OBJECTIVE: Write out, as a numbered list, everything from the start of the items below down to and including the line that contains "holes by even-odd". Leave out any blank lines.

↓↓↓

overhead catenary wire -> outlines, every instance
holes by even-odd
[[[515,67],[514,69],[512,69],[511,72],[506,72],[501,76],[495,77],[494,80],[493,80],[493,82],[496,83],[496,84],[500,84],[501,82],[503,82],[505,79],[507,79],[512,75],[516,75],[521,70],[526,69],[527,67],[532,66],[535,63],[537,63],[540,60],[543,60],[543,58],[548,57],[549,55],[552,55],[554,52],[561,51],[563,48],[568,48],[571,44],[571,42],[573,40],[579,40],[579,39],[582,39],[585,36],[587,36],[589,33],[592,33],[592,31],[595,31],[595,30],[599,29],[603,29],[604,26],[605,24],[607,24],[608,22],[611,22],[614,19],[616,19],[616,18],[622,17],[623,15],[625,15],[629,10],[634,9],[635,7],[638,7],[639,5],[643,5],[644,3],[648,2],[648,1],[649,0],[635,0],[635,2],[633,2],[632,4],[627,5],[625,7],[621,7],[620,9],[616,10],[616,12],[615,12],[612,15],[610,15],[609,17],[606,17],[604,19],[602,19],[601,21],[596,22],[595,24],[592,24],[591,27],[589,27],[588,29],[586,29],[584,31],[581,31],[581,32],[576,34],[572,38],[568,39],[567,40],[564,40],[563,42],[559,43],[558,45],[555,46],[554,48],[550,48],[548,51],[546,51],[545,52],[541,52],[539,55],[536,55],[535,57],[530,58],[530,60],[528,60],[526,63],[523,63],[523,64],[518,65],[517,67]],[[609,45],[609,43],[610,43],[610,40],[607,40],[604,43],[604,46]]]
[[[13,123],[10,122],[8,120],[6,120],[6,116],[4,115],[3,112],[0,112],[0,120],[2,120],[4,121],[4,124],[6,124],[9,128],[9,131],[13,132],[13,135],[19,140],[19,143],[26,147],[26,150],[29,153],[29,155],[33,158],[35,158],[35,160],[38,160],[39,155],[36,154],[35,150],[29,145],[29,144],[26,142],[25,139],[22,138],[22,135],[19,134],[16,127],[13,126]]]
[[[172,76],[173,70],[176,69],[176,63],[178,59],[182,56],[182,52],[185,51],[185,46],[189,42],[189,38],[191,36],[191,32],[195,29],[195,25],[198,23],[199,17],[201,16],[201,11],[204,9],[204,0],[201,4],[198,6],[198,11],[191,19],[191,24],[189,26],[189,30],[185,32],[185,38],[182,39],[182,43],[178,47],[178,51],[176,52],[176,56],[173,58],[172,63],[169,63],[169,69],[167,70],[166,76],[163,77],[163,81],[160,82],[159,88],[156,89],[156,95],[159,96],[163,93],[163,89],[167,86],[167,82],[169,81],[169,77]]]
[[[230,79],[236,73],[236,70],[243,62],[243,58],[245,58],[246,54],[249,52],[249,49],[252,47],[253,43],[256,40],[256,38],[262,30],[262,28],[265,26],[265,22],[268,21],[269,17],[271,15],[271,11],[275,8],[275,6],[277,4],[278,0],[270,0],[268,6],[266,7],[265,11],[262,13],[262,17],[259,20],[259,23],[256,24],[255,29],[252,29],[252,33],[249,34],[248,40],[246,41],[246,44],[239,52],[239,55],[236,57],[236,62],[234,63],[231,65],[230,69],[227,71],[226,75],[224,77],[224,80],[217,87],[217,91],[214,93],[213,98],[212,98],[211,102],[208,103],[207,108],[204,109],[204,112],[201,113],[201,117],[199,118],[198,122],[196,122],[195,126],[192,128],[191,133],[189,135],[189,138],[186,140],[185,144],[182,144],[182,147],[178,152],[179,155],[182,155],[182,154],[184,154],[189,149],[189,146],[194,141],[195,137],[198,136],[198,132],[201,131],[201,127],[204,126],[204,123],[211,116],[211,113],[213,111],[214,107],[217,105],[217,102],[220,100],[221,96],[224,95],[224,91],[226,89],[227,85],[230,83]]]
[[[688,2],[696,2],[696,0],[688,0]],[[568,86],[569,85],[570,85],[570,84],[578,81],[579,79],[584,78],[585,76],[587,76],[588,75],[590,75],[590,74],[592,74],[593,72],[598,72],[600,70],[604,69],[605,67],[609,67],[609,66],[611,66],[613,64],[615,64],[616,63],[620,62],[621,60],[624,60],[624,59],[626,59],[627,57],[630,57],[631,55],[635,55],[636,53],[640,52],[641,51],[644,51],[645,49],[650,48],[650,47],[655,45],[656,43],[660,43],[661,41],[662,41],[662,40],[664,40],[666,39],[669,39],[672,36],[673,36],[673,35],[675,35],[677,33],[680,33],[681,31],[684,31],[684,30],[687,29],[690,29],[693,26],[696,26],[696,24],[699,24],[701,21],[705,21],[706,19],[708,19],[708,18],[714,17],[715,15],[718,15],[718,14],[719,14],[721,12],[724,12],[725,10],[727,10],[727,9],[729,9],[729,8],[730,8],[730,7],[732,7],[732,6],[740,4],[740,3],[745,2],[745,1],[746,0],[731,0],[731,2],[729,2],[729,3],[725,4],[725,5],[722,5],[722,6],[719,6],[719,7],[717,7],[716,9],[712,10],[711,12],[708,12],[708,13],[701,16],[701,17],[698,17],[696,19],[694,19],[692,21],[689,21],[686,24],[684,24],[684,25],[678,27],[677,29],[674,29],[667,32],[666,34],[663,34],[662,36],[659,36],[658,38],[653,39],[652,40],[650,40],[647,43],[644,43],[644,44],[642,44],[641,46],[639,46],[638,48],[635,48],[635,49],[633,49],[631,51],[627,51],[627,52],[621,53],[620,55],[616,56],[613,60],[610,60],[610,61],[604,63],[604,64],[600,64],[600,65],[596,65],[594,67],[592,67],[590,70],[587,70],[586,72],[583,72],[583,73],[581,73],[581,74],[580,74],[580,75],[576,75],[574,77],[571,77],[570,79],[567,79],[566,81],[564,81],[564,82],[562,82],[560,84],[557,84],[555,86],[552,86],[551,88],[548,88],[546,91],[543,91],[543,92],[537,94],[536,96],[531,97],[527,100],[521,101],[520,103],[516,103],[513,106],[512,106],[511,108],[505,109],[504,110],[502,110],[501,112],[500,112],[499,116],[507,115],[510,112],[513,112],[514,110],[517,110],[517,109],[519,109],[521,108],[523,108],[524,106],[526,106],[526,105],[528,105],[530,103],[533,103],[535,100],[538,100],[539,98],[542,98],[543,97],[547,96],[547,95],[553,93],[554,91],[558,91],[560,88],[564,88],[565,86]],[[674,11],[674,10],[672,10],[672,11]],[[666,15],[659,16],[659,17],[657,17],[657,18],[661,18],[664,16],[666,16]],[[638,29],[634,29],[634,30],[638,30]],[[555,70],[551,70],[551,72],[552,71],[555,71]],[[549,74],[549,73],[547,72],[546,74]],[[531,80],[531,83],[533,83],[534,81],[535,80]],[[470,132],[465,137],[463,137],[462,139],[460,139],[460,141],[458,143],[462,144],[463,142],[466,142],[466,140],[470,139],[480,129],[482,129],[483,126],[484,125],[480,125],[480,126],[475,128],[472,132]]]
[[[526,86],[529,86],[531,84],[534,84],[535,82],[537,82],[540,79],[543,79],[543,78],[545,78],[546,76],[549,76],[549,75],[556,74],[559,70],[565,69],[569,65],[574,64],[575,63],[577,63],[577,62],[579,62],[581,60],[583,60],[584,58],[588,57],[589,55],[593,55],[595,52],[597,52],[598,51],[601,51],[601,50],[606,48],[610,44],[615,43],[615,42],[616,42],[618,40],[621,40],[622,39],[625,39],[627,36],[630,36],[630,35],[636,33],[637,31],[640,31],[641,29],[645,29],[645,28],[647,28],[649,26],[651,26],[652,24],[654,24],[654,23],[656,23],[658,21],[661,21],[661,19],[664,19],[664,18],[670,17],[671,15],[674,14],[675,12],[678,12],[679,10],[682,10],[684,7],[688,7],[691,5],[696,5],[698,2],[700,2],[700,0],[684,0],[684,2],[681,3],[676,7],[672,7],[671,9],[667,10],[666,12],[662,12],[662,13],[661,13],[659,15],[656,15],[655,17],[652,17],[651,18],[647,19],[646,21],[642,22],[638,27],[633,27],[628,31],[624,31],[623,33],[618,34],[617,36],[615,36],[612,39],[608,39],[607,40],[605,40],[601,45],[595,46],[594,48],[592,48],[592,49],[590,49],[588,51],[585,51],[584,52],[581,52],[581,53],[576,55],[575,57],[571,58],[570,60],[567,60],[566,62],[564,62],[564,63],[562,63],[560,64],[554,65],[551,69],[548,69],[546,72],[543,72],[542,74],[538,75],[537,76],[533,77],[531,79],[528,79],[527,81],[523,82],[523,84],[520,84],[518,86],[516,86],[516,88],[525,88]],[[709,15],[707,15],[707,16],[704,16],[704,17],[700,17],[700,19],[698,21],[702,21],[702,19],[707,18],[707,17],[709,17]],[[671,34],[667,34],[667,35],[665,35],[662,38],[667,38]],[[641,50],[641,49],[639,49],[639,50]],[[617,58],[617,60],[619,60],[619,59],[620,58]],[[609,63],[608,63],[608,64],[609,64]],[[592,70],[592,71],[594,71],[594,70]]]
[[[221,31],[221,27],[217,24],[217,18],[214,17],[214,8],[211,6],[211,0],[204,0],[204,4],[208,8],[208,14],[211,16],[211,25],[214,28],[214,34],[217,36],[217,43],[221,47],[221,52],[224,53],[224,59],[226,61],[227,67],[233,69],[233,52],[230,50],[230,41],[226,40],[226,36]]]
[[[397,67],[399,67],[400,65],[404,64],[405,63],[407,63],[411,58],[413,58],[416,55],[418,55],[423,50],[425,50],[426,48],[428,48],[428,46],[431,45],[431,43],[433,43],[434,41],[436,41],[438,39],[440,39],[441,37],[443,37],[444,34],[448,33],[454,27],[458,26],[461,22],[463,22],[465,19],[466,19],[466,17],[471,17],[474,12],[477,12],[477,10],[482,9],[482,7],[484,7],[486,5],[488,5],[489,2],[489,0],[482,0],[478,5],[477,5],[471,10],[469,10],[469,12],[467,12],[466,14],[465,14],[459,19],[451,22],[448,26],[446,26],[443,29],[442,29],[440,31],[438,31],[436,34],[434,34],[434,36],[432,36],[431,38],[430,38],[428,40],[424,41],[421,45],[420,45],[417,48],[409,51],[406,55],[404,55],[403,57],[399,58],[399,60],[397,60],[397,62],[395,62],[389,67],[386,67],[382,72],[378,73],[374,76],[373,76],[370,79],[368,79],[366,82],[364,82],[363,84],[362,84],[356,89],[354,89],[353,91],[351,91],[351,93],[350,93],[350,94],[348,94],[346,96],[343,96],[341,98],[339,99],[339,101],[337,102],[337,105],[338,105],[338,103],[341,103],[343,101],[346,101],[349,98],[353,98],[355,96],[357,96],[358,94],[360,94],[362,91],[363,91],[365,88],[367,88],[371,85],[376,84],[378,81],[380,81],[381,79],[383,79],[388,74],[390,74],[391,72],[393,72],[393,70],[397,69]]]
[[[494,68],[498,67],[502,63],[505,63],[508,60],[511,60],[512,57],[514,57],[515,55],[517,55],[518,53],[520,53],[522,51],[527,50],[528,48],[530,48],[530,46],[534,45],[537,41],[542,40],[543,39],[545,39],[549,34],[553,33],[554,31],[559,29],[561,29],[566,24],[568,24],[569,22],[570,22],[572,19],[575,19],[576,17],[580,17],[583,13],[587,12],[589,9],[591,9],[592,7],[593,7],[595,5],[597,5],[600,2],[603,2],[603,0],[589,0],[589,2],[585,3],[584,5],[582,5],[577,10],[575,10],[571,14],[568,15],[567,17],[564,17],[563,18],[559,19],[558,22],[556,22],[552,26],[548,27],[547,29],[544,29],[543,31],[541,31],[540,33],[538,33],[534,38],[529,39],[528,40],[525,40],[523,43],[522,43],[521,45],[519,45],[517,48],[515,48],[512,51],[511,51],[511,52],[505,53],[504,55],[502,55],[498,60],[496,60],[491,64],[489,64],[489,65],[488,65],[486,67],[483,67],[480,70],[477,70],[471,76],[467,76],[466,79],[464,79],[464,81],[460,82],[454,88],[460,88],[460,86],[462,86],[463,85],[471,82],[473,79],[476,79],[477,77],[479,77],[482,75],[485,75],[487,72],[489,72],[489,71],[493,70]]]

↑↑↑

IN RESPONSE:
1. overhead catenary wire -> outlines, every instance
2. holes by even-odd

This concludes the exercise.